[Start Material shown]

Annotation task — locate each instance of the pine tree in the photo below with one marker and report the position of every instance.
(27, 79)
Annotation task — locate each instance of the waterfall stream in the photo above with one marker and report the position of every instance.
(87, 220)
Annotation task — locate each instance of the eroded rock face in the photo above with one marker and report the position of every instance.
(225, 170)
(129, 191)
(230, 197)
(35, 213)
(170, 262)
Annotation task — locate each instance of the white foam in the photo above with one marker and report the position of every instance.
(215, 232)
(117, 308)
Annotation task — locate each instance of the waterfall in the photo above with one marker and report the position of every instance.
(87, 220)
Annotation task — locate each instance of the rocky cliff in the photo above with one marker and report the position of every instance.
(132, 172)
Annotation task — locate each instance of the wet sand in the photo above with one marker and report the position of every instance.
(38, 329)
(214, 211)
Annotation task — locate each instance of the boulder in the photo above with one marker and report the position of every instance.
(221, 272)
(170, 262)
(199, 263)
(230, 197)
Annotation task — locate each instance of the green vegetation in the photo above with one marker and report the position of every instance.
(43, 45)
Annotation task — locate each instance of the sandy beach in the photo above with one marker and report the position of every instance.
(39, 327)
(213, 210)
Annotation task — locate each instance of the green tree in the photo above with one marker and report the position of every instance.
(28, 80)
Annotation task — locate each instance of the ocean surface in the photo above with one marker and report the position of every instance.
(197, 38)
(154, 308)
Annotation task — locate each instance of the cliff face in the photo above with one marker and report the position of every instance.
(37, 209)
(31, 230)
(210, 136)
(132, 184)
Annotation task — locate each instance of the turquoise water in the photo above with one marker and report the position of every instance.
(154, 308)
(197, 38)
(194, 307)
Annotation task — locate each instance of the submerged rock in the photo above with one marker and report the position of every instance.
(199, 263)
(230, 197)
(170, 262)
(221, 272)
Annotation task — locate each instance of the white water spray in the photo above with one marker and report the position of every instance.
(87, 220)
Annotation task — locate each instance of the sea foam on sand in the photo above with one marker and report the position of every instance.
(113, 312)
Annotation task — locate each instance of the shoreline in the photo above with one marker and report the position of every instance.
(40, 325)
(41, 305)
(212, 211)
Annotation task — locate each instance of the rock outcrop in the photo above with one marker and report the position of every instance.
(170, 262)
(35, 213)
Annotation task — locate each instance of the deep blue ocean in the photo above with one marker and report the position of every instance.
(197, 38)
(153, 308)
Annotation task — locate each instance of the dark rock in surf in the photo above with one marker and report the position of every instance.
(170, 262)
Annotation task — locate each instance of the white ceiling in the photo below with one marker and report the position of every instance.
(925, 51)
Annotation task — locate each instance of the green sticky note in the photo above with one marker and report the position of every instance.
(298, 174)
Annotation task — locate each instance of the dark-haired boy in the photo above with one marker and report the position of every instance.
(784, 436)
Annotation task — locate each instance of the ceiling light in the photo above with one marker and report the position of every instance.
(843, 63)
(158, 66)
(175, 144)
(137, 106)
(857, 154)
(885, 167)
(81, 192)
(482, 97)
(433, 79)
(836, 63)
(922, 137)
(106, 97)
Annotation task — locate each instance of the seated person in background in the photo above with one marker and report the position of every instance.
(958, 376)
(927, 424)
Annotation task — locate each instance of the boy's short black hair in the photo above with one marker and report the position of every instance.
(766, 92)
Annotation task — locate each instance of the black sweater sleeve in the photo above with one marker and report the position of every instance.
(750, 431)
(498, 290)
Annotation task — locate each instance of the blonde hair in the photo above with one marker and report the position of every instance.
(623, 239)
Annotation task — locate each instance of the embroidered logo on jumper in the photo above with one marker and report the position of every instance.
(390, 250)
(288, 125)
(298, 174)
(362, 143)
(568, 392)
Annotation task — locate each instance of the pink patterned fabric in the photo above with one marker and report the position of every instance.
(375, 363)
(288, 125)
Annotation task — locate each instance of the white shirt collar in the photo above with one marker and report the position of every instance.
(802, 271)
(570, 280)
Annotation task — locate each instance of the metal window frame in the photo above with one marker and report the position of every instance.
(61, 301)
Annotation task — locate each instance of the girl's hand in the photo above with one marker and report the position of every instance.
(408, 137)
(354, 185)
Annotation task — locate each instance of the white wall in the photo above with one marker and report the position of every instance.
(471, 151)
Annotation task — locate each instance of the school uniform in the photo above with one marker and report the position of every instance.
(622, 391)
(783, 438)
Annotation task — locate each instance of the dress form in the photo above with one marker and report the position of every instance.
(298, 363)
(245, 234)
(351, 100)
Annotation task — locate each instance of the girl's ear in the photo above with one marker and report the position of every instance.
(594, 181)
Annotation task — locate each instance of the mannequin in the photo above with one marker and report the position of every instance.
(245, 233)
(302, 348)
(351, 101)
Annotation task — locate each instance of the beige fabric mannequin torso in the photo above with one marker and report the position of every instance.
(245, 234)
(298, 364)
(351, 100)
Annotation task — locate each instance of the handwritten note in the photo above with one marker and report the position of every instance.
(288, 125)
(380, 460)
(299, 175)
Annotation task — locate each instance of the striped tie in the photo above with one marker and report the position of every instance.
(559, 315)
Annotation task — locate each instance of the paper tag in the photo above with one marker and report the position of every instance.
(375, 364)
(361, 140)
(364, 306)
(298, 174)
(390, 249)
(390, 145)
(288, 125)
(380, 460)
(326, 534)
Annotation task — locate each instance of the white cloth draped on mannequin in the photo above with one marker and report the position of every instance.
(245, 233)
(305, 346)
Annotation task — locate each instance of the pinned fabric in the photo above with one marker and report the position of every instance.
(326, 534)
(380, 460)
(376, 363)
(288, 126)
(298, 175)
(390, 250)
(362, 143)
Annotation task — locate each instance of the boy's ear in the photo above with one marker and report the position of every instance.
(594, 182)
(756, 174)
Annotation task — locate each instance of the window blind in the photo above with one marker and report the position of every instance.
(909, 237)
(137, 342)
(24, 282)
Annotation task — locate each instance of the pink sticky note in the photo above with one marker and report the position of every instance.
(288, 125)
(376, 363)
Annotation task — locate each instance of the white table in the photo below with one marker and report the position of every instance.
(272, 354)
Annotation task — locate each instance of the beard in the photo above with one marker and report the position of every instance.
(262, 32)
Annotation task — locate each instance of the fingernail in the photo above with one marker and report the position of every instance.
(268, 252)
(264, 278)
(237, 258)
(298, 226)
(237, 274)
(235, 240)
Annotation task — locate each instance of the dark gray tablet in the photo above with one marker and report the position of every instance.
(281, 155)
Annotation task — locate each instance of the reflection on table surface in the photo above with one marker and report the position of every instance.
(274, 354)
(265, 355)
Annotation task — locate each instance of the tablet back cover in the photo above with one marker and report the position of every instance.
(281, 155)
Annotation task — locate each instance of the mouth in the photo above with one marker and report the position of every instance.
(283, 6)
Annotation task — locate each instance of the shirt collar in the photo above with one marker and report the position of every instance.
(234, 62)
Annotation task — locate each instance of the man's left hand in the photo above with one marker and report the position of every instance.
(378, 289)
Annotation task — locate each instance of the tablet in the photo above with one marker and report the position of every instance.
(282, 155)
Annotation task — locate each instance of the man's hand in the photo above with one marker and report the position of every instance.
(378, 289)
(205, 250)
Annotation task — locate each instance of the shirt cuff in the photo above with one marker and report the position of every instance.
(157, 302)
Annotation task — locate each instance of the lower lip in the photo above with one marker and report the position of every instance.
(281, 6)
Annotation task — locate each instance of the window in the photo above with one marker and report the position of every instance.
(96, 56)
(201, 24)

[End Material shown]

Work to be completed: Each entry must be reproduced verbatim.

Expected answer:
Annotation task — locate each instance of the pine tree in the photo below with one marker and report the position of every instance.
(27, 79)
Annotation task — locate each instance of the waterfall stream in the photo above with one marker and report the position of every instance.
(87, 220)
Annotation task — locate each instance of the eroded rock face in the photo above with one marker and report the position of every instance.
(225, 170)
(129, 191)
(230, 197)
(35, 213)
(170, 262)
Annotation task — locate each instance of the white foam in the photo above with one marker and report the position of every instance.
(215, 232)
(117, 308)
Annotation task — locate each instance of the waterfall in the photo above with one marker and report the position of every instance.
(87, 220)
Annotation task — locate each instance of the rocky cliff in the photo above with one marker and report the position of every instance.
(132, 172)
Annotation task — locate each instance of the wet sand in the photo above with one marker and report the position of every instance.
(38, 329)
(214, 211)
Annotation task — locate each instance of the boulder in the photo above with one marker and report the position of every instance.
(221, 272)
(170, 262)
(199, 263)
(230, 197)
Annotation task — locate each instance of the green vegetation in the photo above with one marker and report the position of every instance.
(43, 45)
Annotation task — locate each instance of the sandy beach in the photo above with one marker and report the position of every instance.
(39, 327)
(213, 210)
Annotation task — locate each instance of the green tree in the photo above with one marker and report the position of every instance.
(28, 80)
Annotation task — locate each instance of the ocean surface in the photo above with one marker and report the position of every instance.
(197, 38)
(154, 308)
Annotation task — locate each instance of the cliff face in the photo above with one marker and report the position of every instance.
(37, 209)
(31, 230)
(210, 136)
(132, 184)
Annotation task — locate each instance of the turquoise water in the photo above with one marker and report the position of every instance.
(154, 308)
(197, 38)
(194, 307)
Annotation task — locate each instance of the submerged rock in the photo above with one marker and report the position of every instance.
(199, 263)
(230, 197)
(170, 262)
(221, 272)
Annotation task — locate each instance of the white water spray in the photo above with one marker and report the position of every instance.
(87, 220)
Annotation task — locate each instance of the sea foam on sand in the photo above with one marker and report the position of every instance.
(113, 312)
Annotation task — locate each instance of the shoreline in the photo above with one marker and report the position of every instance.
(40, 325)
(41, 305)
(212, 211)
Annotation task — locate each instance of the rock outcrop in the photo above with one marker and report the position of every instance.
(170, 262)
(35, 213)
Annotation task — locate each instance of the deep blue ocean in the photo above with one marker and report the position of every instance.
(197, 38)
(153, 308)
Annotation task — locate each instance of the dark rock in surf in the photo above with one marker and report the position of every instance.
(170, 262)
Annotation task — locate each instance of the white ceiling in the photo below with one marker and report the position of every instance.
(925, 51)
Annotation task — locate each instance of the green sticky note in the photo above with one marker and report the position of every instance.
(298, 174)
Annotation task — locate each instance of the dark-haired boy in the photo above with one marker and report the position of every instance.
(784, 436)
Annotation task — locate each instance of the ceiling light in the photo above with one marker and report the position of every instance.
(843, 63)
(158, 66)
(175, 144)
(137, 106)
(857, 154)
(885, 167)
(81, 192)
(482, 97)
(433, 79)
(836, 63)
(922, 137)
(106, 97)
Annotation task — locate each instance of the seated person in background in the photo above with one marker and report the position of every instance.
(958, 376)
(927, 424)
Annotation task — locate each instance of the boy's short black hair in the photo above with one marker and report the position of every instance.
(766, 92)
Annotation task — locate each instance of the black sweater sleeve in the photo above with one marker and report the position of every instance.
(750, 431)
(498, 290)
Annotation task — locate each instance of the blonde hair in the photo above with one marker and report the position of every instance.
(623, 239)
Annotation task — locate each instance of the embroidered logo on jumper in the photo above with one marker and report the position of every instance.
(390, 250)
(288, 125)
(298, 174)
(362, 143)
(568, 392)
Annotation task — locate each instance of the pink patterned fabric in the photo above with one marker and report the position of every instance.
(375, 363)
(288, 125)
Annotation task — locate each instance of the white shirt collar in the photo above with one marker and report the position of every instance.
(802, 271)
(570, 280)
Annotation task — locate each instance of the metal window frame in the photo above with one marker and report the position of every instance.
(61, 301)
Annotation task — locate each instance of the girl's hand in the photo above with one marker and report the position of every instance.
(408, 137)
(354, 185)
Annotation task — locate each instance of the white wall in the photo above with one marker and report the position of every instance.
(471, 151)
Annotation task — locate each instance of the school uniform in the photo above with one marker and report the position of every instance.
(622, 391)
(783, 438)
Annotation task — locate each instance of the dress form in the photo above with one marker and report the position of every instance.
(298, 363)
(245, 234)
(351, 100)
Annotation task — locate each instance of the girl's ear in the photo above with one marker and report the position of every instance.
(594, 181)
Annotation task — locate each instance of the mannequin in the photo above with one marker and report the position of every instance.
(245, 233)
(302, 348)
(351, 101)
Annotation task — locate each instance of the beige fabric mannequin torso in the photo above with one marker and report the position of every instance.
(245, 234)
(298, 364)
(351, 100)
Annotation task — locate each instance of the handwritten note in the photo above with one marker and report the position of every instance.
(288, 125)
(380, 460)
(299, 175)
Annotation task — locate each instance of the striped tie in the photo above with one marker and report the position of every instance.
(559, 315)
Annotation task — locate each instance of the paper tag in the photo above with one marker and report the position of every instance.
(375, 364)
(361, 140)
(364, 306)
(298, 174)
(390, 249)
(390, 145)
(288, 125)
(380, 460)
(326, 534)
Annotation task — locate each instance of the white cloth draped on mannequin in the photo above with one marker and report the position of every instance.
(245, 233)
(305, 346)
Annotation task — locate each instance of the pinned fabric in the photo above with one marker and report the position of every instance.
(326, 534)
(380, 460)
(376, 363)
(288, 126)
(298, 175)
(390, 250)
(362, 143)
Annotation task — locate each instance of the boy's ear in the photo above with one marker and report the position of every instance.
(594, 182)
(756, 174)
Annotation task — locate each instance of the window blind in the photo above with one marker and report the position of every instance.
(909, 237)
(137, 342)
(24, 282)
Annotation task — locate each instance of the pink sticky note in the photo above with one marker and report the position of every instance.
(288, 125)
(376, 363)
Annotation task — locate each instance of the white table in the photo below with one marker and report the position of every instance.
(272, 354)
Annotation task — locate each instance of the beard in the photo above with one marker and report the position of every instance.
(262, 32)
Annotation task — locate each instance of the fingernail in the photo above with one marker and report the position of every instance.
(268, 252)
(264, 278)
(237, 258)
(298, 226)
(237, 274)
(235, 240)
Annotation task — locate each instance of the dark gray tablet in the photo above with one marker and report the position of every instance.
(281, 155)
Annotation task — locate each instance of the reflection on table surface in the photo above with one marker and report the position of every instance.
(274, 354)
(265, 355)
Annotation task — locate each instance of the tablet back cover in the photo above with one marker and report the position of every instance.
(281, 155)
Annotation task — locate each instance of the mouth in the photo above with one marker and report the position of every instance.
(283, 6)
Annotation task — locate each instance of the shirt collar in the photo above with one marker and report the position of every instance.
(234, 62)
Annotation task — locate each instance of the man's left hand in the photo above with one marker and report the position of every instance.
(378, 289)
Annotation task — locate each instance of the tablet in the photo above with one marker and report the position of every instance.
(282, 155)
Annotation task — locate each instance of the man's hand in the photo above with one marker and report the position of every instance.
(378, 289)
(205, 250)
Annotation task — locate each instance of the shirt cuff in the photo above with one marker and report the position of every instance.
(157, 302)
Annotation task — locate each instance of the lower lip in the photo above with one marker and report the position of every instance.
(281, 6)
Annotation task — locate each instance of the window in the photo above with one marker and report the position of every instance.
(96, 56)
(201, 24)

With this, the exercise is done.